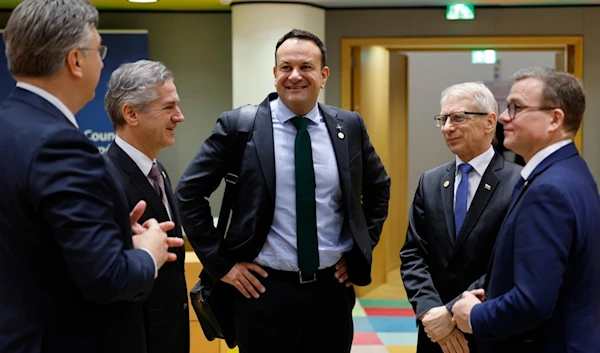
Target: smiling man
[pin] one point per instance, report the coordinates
(143, 105)
(313, 197)
(542, 289)
(455, 216)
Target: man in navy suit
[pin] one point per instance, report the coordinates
(455, 217)
(313, 197)
(70, 278)
(542, 292)
(143, 105)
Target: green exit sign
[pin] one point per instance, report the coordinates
(460, 12)
(483, 57)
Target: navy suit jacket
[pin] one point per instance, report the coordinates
(439, 265)
(166, 310)
(364, 182)
(543, 290)
(70, 280)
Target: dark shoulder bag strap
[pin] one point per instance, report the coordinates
(243, 134)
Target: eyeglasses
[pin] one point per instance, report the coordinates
(513, 108)
(456, 118)
(102, 50)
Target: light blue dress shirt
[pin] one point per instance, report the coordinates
(280, 250)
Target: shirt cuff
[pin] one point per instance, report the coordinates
(471, 327)
(156, 266)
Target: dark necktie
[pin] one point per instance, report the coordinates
(462, 196)
(157, 180)
(517, 190)
(306, 208)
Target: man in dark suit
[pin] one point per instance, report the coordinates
(70, 278)
(542, 289)
(313, 196)
(143, 105)
(455, 216)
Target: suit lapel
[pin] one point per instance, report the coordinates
(139, 181)
(485, 190)
(263, 141)
(340, 148)
(563, 153)
(447, 191)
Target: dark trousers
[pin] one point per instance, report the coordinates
(296, 318)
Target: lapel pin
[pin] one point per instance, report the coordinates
(340, 133)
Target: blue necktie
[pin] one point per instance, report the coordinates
(462, 196)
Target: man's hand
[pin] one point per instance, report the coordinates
(437, 323)
(455, 342)
(155, 240)
(462, 311)
(135, 216)
(241, 278)
(341, 272)
(479, 293)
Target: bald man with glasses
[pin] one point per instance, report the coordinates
(456, 213)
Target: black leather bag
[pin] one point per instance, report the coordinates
(212, 299)
(212, 303)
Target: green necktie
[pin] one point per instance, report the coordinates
(306, 208)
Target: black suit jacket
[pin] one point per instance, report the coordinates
(364, 183)
(166, 310)
(70, 280)
(436, 265)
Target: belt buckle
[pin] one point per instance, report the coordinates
(303, 281)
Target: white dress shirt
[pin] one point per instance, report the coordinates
(145, 165)
(280, 248)
(540, 156)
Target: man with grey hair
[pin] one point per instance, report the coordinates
(456, 213)
(542, 292)
(72, 272)
(143, 105)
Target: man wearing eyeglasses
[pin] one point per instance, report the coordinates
(456, 213)
(542, 288)
(73, 275)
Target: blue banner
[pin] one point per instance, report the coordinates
(92, 119)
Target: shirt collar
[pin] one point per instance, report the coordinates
(479, 163)
(540, 156)
(51, 99)
(140, 159)
(284, 114)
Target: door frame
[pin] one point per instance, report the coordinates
(572, 46)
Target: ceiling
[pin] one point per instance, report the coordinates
(218, 5)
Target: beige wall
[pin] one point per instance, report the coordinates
(488, 22)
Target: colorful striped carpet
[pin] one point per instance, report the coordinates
(384, 326)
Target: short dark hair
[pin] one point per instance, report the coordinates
(305, 35)
(561, 90)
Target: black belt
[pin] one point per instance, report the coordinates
(298, 277)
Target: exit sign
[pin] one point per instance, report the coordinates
(483, 57)
(460, 12)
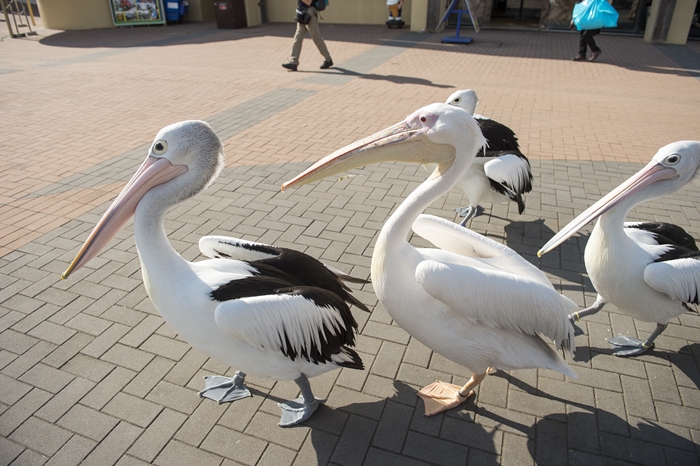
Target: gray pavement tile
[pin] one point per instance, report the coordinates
(41, 436)
(133, 409)
(72, 452)
(234, 445)
(65, 400)
(157, 435)
(114, 445)
(88, 422)
(354, 441)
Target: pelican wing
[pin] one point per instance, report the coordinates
(500, 300)
(454, 238)
(498, 135)
(678, 278)
(217, 247)
(511, 172)
(305, 322)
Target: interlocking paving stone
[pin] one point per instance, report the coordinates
(93, 350)
(88, 422)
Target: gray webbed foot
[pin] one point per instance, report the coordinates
(225, 389)
(297, 411)
(577, 330)
(469, 213)
(624, 346)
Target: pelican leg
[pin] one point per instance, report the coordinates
(469, 213)
(441, 396)
(625, 346)
(300, 409)
(225, 389)
(576, 316)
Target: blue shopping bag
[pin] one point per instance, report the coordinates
(594, 14)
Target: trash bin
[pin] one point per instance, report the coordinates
(175, 10)
(230, 14)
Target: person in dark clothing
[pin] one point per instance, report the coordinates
(307, 19)
(587, 41)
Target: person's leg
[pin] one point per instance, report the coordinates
(298, 41)
(583, 43)
(315, 32)
(595, 50)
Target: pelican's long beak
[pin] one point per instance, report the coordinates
(397, 143)
(153, 172)
(653, 172)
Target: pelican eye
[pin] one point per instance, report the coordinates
(160, 147)
(672, 159)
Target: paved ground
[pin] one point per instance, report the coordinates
(91, 374)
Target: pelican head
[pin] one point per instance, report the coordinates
(433, 134)
(183, 160)
(466, 99)
(672, 167)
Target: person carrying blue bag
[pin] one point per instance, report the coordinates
(589, 16)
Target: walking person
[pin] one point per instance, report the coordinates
(587, 41)
(307, 19)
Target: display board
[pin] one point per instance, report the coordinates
(135, 12)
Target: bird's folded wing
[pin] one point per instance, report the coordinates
(217, 247)
(510, 171)
(678, 278)
(298, 324)
(454, 238)
(498, 299)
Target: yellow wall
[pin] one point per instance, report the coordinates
(338, 11)
(75, 14)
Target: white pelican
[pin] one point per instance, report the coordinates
(499, 173)
(648, 270)
(473, 300)
(277, 314)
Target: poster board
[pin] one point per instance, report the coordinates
(137, 12)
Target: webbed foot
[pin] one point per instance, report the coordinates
(577, 330)
(225, 389)
(469, 213)
(296, 411)
(624, 346)
(441, 396)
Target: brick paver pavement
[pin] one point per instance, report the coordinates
(91, 374)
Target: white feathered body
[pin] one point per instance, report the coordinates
(482, 331)
(620, 263)
(183, 297)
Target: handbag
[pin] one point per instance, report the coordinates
(594, 14)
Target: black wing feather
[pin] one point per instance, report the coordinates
(668, 233)
(499, 136)
(333, 341)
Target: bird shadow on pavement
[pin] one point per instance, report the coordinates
(584, 434)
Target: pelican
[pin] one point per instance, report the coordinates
(648, 270)
(276, 314)
(472, 300)
(499, 173)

━━━━━━━━━━

**What you should do**:
Will you set down the records word for word while leaving out every picture?

**Expected answer**:
Target: smiling man
[pin] one point per instance, report the coordinates
(143, 105)
(313, 197)
(542, 289)
(455, 216)
Target: man in navy suit
[pin] one point per instance, report the coordinates
(455, 217)
(313, 197)
(70, 278)
(542, 292)
(143, 105)
Target: green exit sign
[pin] one point per instance, report the coordinates
(460, 12)
(483, 57)
Target: navy suit jacket
[pin] one point per instance, report the coordinates
(439, 265)
(166, 310)
(364, 182)
(543, 290)
(70, 280)
Target: dark shoulder bag strap
[pin] one point per instance, report the coordinates
(243, 134)
Target: eyeglasses
[pin] one point per instance, report the coordinates
(513, 108)
(456, 118)
(102, 50)
Target: light blue dress shirt
[pin] one point per instance, report the coordinates
(280, 250)
Target: shirt cuff
[pin] one point per instance, report the coordinates
(471, 327)
(156, 266)
Target: dark necktie
[pin] one point per instance, report the coordinates
(462, 196)
(157, 180)
(517, 190)
(306, 208)
Target: man in dark suit
[pin] one point per instance, report the coordinates
(70, 278)
(542, 289)
(313, 196)
(143, 105)
(455, 216)
Target: suit lapel
[pin] one point per instance, report the coordinates
(139, 181)
(485, 190)
(263, 141)
(340, 148)
(563, 153)
(447, 191)
Target: dark trousers
[pin] one point per instance, report the coordinates
(296, 318)
Target: lapel pin
[pin] one point per instance, report the coordinates
(340, 133)
Target: blue necktie
[pin] one point per instance, report the coordinates
(462, 196)
Target: man's hand
[pin] one point per instance, report the coordinates
(437, 323)
(455, 342)
(155, 240)
(462, 311)
(135, 216)
(241, 278)
(341, 272)
(479, 293)
Target: bald man with glasses
[pin] one point per instance, report the coordinates
(456, 213)
Target: black leather bag
[pin] one point per instance, report the coordinates
(212, 299)
(212, 303)
Target: green necktie
[pin] one point per instance, report the coordinates
(306, 208)
Target: black suit jacket
[pin] one point per instance, report the coordinates
(364, 183)
(166, 310)
(70, 280)
(436, 265)
Target: belt buckle
[pin] one point per instance, report the coordinates
(303, 281)
Target: white dress shirt
[pin] one point per instance, report the coordinates
(145, 165)
(280, 248)
(540, 156)
Target: man with grey hair
[pin] one point per instance, report the coordinates
(456, 213)
(542, 292)
(72, 272)
(143, 105)
Target: man wearing eyeglasses
[pin] one point per instance, report the coordinates
(456, 213)
(542, 288)
(73, 275)
Target: blue banner
[pin] one point per instance, report the coordinates
(92, 119)
Target: shirt collar
[pin] one point per instance, report the coordinates
(479, 163)
(540, 156)
(51, 99)
(140, 159)
(284, 114)
Target: door frame
[pin] one point per instance, report the coordinates
(572, 46)
Target: ceiling
[pin] one point per instance, report the coordinates
(218, 5)
Target: beige wall
[pin] one point per instance, report the coordinates
(488, 22)
Target: colorful striped carpet
[pin] one point per instance, report the coordinates
(384, 326)
Target: short dark hair
[pin] one point per instance, report the coordinates
(305, 35)
(561, 90)
Target: black belt
[pin] one point per instance, report the coordinates
(298, 277)
Target: exit sign
[pin] one point per instance, report the coordinates
(483, 57)
(460, 12)
Target: gray pavement tile
[pin] one point per instance, report the coordinates
(41, 436)
(133, 409)
(72, 452)
(234, 445)
(65, 400)
(157, 435)
(114, 445)
(88, 422)
(354, 441)
Target: pelican wing
[pin] one point per instance, report the coordinates
(500, 300)
(454, 238)
(498, 135)
(678, 278)
(217, 247)
(511, 172)
(305, 322)
Target: interlocking paving stone
[pin] one point per instance, report the coordinates
(93, 350)
(88, 422)
Target: gray webbed foot
[pin] one point per instance, report the coordinates
(225, 389)
(297, 411)
(577, 330)
(469, 213)
(624, 346)
Target: pelican leg
[pin] one point per instance, report the coordinates
(469, 213)
(441, 396)
(625, 346)
(300, 409)
(225, 389)
(576, 316)
Target: blue shopping bag
[pin] one point per instance, report the coordinates
(594, 14)
Target: trash bin
[pin] one point per instance, report the coordinates
(175, 10)
(230, 14)
Target: person in dark clothing
[pin] one point per instance, report the coordinates
(307, 19)
(587, 41)
Target: person's leg
[pin] one point per instance, report the coordinates
(298, 41)
(583, 43)
(315, 32)
(595, 50)
Target: pelican's long beak
[pin] one point per instance, report the coordinates
(397, 143)
(153, 172)
(653, 172)
Target: pelican eye
[pin] one point per instance, report the coordinates
(160, 147)
(672, 159)
Target: paved ground
[pin] one point per instance, report the coordinates
(91, 374)
Target: pelican head
[pin] one point per instance, report the coordinates
(433, 134)
(183, 160)
(466, 99)
(672, 167)
Target: person carrying blue bag
[pin] one point per instance, report the coordinates
(589, 16)
Target: walking person
[pin] one point per instance, report the coordinates
(587, 41)
(307, 19)
Target: display board
[pin] one point per instance, report the coordinates
(135, 12)
Target: bird's folded wing
[pin] one point per instance, report the coordinates
(217, 247)
(510, 171)
(678, 278)
(298, 324)
(454, 238)
(498, 299)
Target: yellow wall
[pin] one point per instance, report the coordinates
(338, 11)
(75, 14)
Target: white pelican
[pin] one point per instance, report the coordinates
(499, 173)
(648, 270)
(473, 300)
(277, 314)
Target: poster board
[pin] one point per instance, report the coordinates
(137, 12)
Target: webbed foot
[pin] one point per instance, report the coordinates
(577, 330)
(225, 389)
(469, 213)
(296, 411)
(624, 346)
(441, 396)
Target: brick paver pavement
[pin] one point per instance, report the coordinates
(91, 374)
Target: white feathered body
[pin] one point per instance, report the coordinates
(482, 331)
(620, 263)
(183, 297)
Target: handbag
[pin] one point per instance, report the coordinates
(594, 14)
Target: black wing feather
[pin] one point per instance, report the coordinates
(668, 233)
(499, 136)
(333, 341)
Target: bird shadow on pavement
[pin] one point per instance, report the coordinates
(584, 434)
Target: pelican
[pin] one point per instance, report the coordinates
(648, 270)
(276, 314)
(472, 300)
(499, 173)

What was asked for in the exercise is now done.